OBJECTIVE 1 >> Reproduce a passage of the forum thread verbatim, beginning at the words "## tripad (Apr" and stopping after the words "from experience .".
OBJECTIVE 2 >>
Answer these questions using the forum thread:
(a) According to tripad's post, what has he already done to doobie's friend?
(b) What does doobie do at night when the husband has been drinking?
(c) What two reasons does doobie give for finding a place through the local community rather than through agents?
OBJECTIVE 3 >> Go on with the forum thread from the point where it stops.
** Begin EXTRACTED TEXT **
A stitch in time saves nine, work towards getting out NOW. If it comes to asking the kids for help, then do so. Give them a chance to help, it would save them from more worry later.


----------



## tripad (Apr 18, 2014)

Doobie

It does gets worse . That push was a first n boundaries are tested . The next time will escalate . He already head butt your friend . Next is you . 

I think most who commented spoke from experience .


----------



## WandaJ (Aug 5, 2014)

Doobie, sharing with your kids what's going on in your life - in a mature, not whiny way is not a burden to them. Sometimes we all need helping hand. Look how happy you were over there with them. Are you willing to give this up?

And I do not see any reason for you to wait three months. what is the goal? What do you expect will happen that will make him a wondrful husband all of the sudden?


----------



## doobie (Apr 15, 2014)

This is the beginning of the third calendar month since I agreed to give it 3 more months to give him a chance to turn things around. He brought this up himself a few days ago (Saturday) and said he's not willing to live like this indefinitely and I agreed with him but declined to talk about it at that time because he'd drunk nearly a whole bottle of whisky. When he drinks I lock my bedroom door at night - this does annoy him (he says it's insulting to him), but I feel safer that way. When we discussed it the next day when he was sober, he dod accuse me of not joining in wholeheartedly with trying to repair the relationship but I really don't see what I could have done other than pretend that everything's hunky dory and pretend to have feelings that I don't have. I just can't be false in that way - I have no feelings for him any more other than I pity him and I'm a bit scared of him. 

Anyway, the next day I called at my friend's house to telll her that we'd discussed it (she was urging me to discuss it now rather than wait til the end of the 3 months so that I can start this month looking for somewhere to live). When I arrived home, I was questioned about where I'd been and who I'd seen and who I'd talked to. Then, this morning my friend called because she'd found an apartment for me to look at. I just said I was going out for an hour which put a pretty pissed off look on his face. I went to see the apartment, it's not great, but it's affordable and will suit me fine for now so I'm considering it.

When I got home, my H said that when we go to pay the rent I could ask the property agent about finding somewhere for me to live and I replied that yes, that would be useful and said that I am going to see a local woman in the village tomorrow morning as she knows of so many places available to rent. He got really pissed off about that, saying that everybody in the village would know that I'm leaving him which is pretty ridiculous as everybody in the village knows about his temper (having seen it at first hand several times). It's actually a much better option for me to find somewhere through the local community in this way as most properties are not listed with agents and also, I will be able to avoid paying expensive agency fees which I really cannot afford at the moment.
** End EXTRACTED TEXT **
** Begin DATASET CONTENT **
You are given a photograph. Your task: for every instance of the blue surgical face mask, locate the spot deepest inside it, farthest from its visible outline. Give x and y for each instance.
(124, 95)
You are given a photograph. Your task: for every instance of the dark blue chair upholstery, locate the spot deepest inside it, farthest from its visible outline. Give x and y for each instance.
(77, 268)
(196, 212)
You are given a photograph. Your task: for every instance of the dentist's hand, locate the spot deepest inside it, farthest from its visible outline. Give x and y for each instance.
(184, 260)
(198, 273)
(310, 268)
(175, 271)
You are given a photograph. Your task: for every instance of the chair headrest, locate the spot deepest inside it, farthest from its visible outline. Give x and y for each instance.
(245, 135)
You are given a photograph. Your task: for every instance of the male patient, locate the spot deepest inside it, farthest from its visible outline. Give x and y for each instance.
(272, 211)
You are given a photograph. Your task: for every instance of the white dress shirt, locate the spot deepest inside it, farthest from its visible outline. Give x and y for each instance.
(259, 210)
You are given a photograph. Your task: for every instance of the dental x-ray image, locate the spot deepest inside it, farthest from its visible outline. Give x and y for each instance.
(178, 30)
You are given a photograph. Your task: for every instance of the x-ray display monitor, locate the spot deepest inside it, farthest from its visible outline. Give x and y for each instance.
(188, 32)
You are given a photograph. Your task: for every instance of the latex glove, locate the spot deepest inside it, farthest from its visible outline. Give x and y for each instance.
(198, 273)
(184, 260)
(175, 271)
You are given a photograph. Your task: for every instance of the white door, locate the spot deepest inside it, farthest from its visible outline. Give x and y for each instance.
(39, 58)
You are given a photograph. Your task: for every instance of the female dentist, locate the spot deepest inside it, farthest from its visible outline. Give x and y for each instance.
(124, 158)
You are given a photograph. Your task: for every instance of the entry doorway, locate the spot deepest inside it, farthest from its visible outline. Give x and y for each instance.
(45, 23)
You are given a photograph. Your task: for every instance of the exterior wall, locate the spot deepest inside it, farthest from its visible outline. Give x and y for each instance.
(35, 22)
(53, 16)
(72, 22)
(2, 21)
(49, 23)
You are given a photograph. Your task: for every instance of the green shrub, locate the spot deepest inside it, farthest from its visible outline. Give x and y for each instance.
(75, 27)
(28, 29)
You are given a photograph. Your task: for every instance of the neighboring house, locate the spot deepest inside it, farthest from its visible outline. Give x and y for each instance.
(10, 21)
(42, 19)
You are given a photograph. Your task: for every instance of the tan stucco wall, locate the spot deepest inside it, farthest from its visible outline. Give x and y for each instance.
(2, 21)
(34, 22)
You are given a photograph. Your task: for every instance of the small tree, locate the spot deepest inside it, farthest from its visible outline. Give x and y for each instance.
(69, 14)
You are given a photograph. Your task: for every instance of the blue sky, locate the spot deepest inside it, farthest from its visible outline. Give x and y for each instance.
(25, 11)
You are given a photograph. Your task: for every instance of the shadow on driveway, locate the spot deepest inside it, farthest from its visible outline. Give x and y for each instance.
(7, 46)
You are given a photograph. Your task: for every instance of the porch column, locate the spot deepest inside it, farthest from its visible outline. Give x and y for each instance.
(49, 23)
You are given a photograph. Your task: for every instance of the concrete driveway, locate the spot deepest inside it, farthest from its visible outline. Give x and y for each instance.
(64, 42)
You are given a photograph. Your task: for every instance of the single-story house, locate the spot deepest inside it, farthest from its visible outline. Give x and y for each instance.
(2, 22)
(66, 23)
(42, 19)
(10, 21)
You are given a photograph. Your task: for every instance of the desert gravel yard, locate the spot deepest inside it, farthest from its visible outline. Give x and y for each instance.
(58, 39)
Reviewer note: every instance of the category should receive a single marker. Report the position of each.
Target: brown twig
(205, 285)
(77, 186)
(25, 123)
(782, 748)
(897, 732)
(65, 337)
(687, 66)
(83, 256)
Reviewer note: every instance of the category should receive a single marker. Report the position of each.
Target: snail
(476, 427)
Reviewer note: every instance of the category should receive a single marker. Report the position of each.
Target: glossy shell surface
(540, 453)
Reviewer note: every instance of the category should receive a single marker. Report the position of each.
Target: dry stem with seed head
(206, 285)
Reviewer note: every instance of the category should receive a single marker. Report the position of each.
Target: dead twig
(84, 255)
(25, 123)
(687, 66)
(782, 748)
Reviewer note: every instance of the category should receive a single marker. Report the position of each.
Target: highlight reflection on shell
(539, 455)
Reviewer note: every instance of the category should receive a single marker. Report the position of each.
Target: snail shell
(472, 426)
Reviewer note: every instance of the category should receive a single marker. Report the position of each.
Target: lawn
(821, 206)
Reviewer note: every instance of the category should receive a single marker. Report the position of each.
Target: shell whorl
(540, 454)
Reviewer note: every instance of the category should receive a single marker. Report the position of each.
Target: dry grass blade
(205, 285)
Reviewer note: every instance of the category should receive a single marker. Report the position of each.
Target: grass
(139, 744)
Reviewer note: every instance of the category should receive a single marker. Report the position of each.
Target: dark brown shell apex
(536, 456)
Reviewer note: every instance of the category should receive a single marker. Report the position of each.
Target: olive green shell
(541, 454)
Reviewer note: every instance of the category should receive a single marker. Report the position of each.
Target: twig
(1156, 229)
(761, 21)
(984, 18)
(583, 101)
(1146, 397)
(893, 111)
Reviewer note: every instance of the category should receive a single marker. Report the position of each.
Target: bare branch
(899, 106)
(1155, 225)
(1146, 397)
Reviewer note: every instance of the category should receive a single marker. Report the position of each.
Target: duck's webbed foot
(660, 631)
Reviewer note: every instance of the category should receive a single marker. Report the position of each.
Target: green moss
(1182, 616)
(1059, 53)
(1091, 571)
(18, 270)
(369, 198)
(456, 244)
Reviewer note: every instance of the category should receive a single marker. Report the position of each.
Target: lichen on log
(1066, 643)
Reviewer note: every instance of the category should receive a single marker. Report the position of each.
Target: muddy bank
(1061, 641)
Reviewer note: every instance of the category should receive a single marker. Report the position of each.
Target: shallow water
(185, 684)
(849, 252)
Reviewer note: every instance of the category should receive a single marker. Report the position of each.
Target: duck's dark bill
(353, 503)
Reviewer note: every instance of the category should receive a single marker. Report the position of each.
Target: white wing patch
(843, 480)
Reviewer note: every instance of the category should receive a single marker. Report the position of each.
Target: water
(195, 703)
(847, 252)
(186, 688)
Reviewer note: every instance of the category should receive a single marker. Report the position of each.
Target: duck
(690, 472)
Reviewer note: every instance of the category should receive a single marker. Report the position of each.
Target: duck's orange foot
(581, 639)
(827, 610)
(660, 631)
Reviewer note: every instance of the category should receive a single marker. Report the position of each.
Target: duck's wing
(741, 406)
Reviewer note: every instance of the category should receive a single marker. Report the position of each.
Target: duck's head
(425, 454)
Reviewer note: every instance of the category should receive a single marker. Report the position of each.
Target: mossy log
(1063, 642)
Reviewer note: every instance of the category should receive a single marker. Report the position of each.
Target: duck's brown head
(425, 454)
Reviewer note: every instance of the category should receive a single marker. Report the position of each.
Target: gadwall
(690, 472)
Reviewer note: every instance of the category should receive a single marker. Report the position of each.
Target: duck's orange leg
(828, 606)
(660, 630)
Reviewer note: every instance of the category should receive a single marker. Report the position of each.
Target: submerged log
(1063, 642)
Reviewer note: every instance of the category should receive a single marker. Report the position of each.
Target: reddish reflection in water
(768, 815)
** End DATASET CONTENT **
WRITTEN REPLY 1 >>
## tripad (Apr 18, 2014)

Doobie

It does gets worse . That push was a first n boundaries are tested . The next time will escalate . He already head butt your friend . Next is you . 

I think most who commented spoke from experience .

WRITTEN REPLY 2 >>
(a) He head-butted the friend.
(b) Doobie locks the bedroom door.
(c) Most properties are not listed with agents, and doobie can avoid paying expensive agency fees.

WRITTEN REPLY 3 >>
He's still really pissed off at me, blames the split on me (despite the fact that I've been begging him for the past 18 months to join in and help repair our relationship which he wasn't willing to do until 2 months ago when he pushed me and that meant it's already too late for me). We ate dinner today as we usually do, me sitting at the table eating while he sits in an armchair in the kitchen, eating his food from his lap, with headphones on, watching the TV on his laptop. As soon as I left the room to return to my office/bedroom, he took the headphones off, closed my door and I can now hear the TV blaring (I've lived in a house without a TV for so many years because I cannot stand to have the TV on and listen to all the shouting, drama, car chases and gun shots and explosions) I like peace and to listen to the birds and the sounds of nature.

I'm hopeful now that I will be out of here in a few weeks, moving into my own place and getting back to being me, rather than somebody who is jumpy and scared all the time, waiting for his temper to flare up again.


----------



## WandaJ (Aug 5, 2014)

Good luck Doobie!


----------



## lucy999 (Sep 28, 2014)

Yes, good luck, please be careful and don't discuss details with him if you can help it. He's itching for another fight. Please keep us posted.


----------



## doobie (Apr 15, 2014)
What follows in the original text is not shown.